## Exercise prompt
Restate each line of the listing exactly, without carrying over any pictures.

========================================

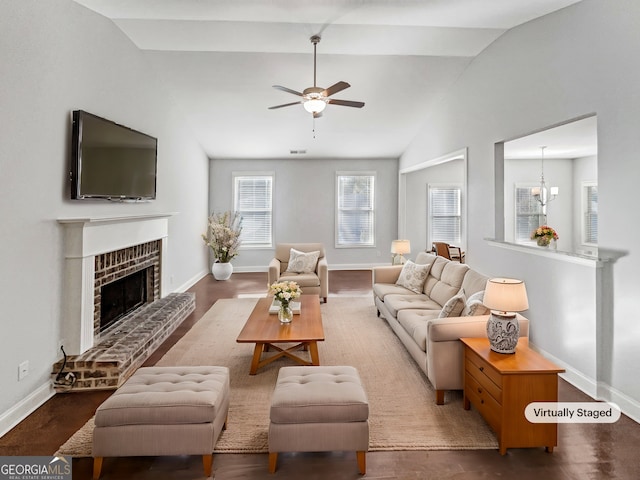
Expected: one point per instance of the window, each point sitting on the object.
(445, 214)
(528, 213)
(355, 209)
(590, 213)
(253, 199)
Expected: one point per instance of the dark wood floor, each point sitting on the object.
(585, 451)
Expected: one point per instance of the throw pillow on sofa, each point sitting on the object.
(301, 262)
(473, 301)
(413, 276)
(453, 307)
(476, 308)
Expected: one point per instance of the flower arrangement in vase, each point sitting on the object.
(285, 292)
(223, 238)
(543, 235)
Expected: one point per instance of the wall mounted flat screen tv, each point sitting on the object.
(111, 161)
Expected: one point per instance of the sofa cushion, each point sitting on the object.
(395, 303)
(413, 276)
(415, 324)
(302, 279)
(453, 307)
(474, 282)
(450, 282)
(302, 262)
(472, 300)
(381, 290)
(422, 258)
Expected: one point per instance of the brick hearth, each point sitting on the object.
(126, 346)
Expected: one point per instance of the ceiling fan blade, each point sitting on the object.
(285, 105)
(288, 90)
(338, 87)
(346, 103)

========================================

## Written solution
Expected: one point per instance of the window, each point sitting on the object.
(445, 214)
(528, 213)
(355, 209)
(590, 213)
(253, 199)
Expected: one point per instance of the dark wood floor, each point sitting on the object.
(585, 451)
Expected: one point per instance of the throw pillow on sofa, each point sitting on the object.
(301, 262)
(473, 301)
(413, 276)
(453, 307)
(476, 308)
Expected: one point per instance of the flower arrangement in vase, each point sitting on the object.
(285, 292)
(223, 238)
(543, 235)
Expected: one point per instance of the wall mounted flat screen tv, each point sitting on the object.
(111, 161)
Expected: one point per instance of the sofa cushion, each point sitting on the object.
(395, 303)
(413, 276)
(415, 324)
(302, 279)
(453, 307)
(474, 282)
(450, 282)
(302, 262)
(472, 300)
(381, 290)
(422, 258)
Expected: one point per instance of the brick hearth, each point sitting on the object.
(126, 346)
Expected: one point per instance of the ceiling fan blade, each point sitting on the object.
(285, 105)
(288, 90)
(338, 87)
(346, 103)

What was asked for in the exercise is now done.